** DOCUMENT SECTION **
-=-=-=-=-

Mock drew a large crowd of students, faculty, and community members to the DFPH on Tuesday evening. Photo by Sarah Woods ‘21

Betsy Sugar ‘21

Staff writer

Janet Mock is a writer, TV host and producer, and advocate whose bestselling memoir Redefining Realness was the first autobiography written from the perspective of a trans girl.” For the past few weeks, posters with this tagline have been promoting the latest speaker for the Reynolds Lecture around Davidson’s campus. Mock is not only the author of the first autobiography accounting the life of a young, transgender girl but also the first transgender person to speak at one of Davidson’s main lecture series.

Davidson College has three main lecture series: the Smith, the Wern, and the Reynolds. The Reynolds Lecture, which took place Tuesday, September 25th, is funded by the Z. Smith Reynolds Foundation. The Foundation is a family foundation that states it is “committed to improving the quality of life for all North Carolinians” through funding education programs, grants, and the Reynolds Lecture series to Davidson’s campus. Recent Reynolds Lecture speakers include Colson Whitehead, Alison Bechdel, and Ta-Nehisi Coates.

The Reynolds Lecturer is brought to campus by a subcommittee of Davidson faculty, staff, and students. Dr. Rose Stremlau, a member of the History Department, was the head of the subcommittee bringing Mock to campus. According to Stremlau, Mock was nominated multiple times. She explained that the process to find a lecturer began in fall 2017. The Reynolds Lecture series should bring an “intellectual who has created a dialogue with the public that is unique and of important concern,” said Stremlau.

-=-=-=-=-

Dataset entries
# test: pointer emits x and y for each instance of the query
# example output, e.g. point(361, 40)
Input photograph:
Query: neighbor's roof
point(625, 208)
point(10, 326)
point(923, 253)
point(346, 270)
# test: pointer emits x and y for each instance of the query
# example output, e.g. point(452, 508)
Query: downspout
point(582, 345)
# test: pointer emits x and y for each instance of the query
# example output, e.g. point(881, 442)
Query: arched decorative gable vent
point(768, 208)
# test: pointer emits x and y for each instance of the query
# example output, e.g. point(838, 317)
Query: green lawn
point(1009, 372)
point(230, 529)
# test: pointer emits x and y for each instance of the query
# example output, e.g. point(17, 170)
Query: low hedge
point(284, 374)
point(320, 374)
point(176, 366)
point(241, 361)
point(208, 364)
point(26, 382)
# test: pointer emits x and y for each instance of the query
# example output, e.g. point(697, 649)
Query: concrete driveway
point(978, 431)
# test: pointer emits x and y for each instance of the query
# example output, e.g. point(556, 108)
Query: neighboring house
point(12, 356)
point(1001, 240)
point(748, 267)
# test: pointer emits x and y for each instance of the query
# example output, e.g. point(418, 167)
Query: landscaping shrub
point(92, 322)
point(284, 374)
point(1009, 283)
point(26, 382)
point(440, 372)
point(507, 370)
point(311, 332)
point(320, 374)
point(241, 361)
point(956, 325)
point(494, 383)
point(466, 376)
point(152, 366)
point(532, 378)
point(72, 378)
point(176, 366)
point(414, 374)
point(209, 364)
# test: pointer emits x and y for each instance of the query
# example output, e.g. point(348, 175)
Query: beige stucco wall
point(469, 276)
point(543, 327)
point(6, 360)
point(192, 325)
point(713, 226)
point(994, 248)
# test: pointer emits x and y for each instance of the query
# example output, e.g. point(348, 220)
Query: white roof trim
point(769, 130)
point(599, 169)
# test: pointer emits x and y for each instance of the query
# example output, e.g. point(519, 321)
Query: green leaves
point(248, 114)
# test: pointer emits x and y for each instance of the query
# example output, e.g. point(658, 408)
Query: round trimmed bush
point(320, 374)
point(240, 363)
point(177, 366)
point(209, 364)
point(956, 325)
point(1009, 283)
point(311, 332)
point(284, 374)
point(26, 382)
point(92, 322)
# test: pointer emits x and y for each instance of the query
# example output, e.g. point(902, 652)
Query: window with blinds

-=-=-=-=-

** YOUR ASSIGNMENT **
Please write what comes next in the article about Janet Mock's Reynolds Lecture at Davidson, starting right after its final sentence.

** RESPONSE TO THE EXERCISE **
Mock is the author of two autobiographies, blogs on contemporary issues, writes a beauty column in Allure magazine, and has produced a television series, documentary, and podcast series. Across all of these mediums, she addresses issues of race, gender, and class. Her autobiographies are her most well-known works; they document her struggles as a poor, black, trans woman in America. Her first autobiography, Redefining Realness, tells her story of growing up in Hawaii.

Her second autobiography follows Mock from college to New York through her job search.

The Reynolds subcommittee found her to be the best choice for this year’s lecture due to her ability to effectively and eloquently distribute her message across many different platforms. Stremlau stated that while inviting Mock, a transgender woman, to speak is “not a political statement,” the committee is “aware of what North Carolina is doing on trans issues.” According to America’s largest civil rights organization dedicated to queer equality, the Human Rights Campaign, the state does not have laws in place against discrimination based on gender identity in education, housing, or employment. North Carolina also does not have any restrictions on conversion therapy.

Due to Mock’s unique position and status, the event will not be insular. Many groups and visitors have bought tickets for the lecture. Most notably, Time Out Youth purchased multiple tickets to bring some of their members. According to their official website, the Charlotte-based organization is dedicated to “support, advocacy, and opportunities for personal development and social interaction” for LGBT+ youth from ages 11 to 20.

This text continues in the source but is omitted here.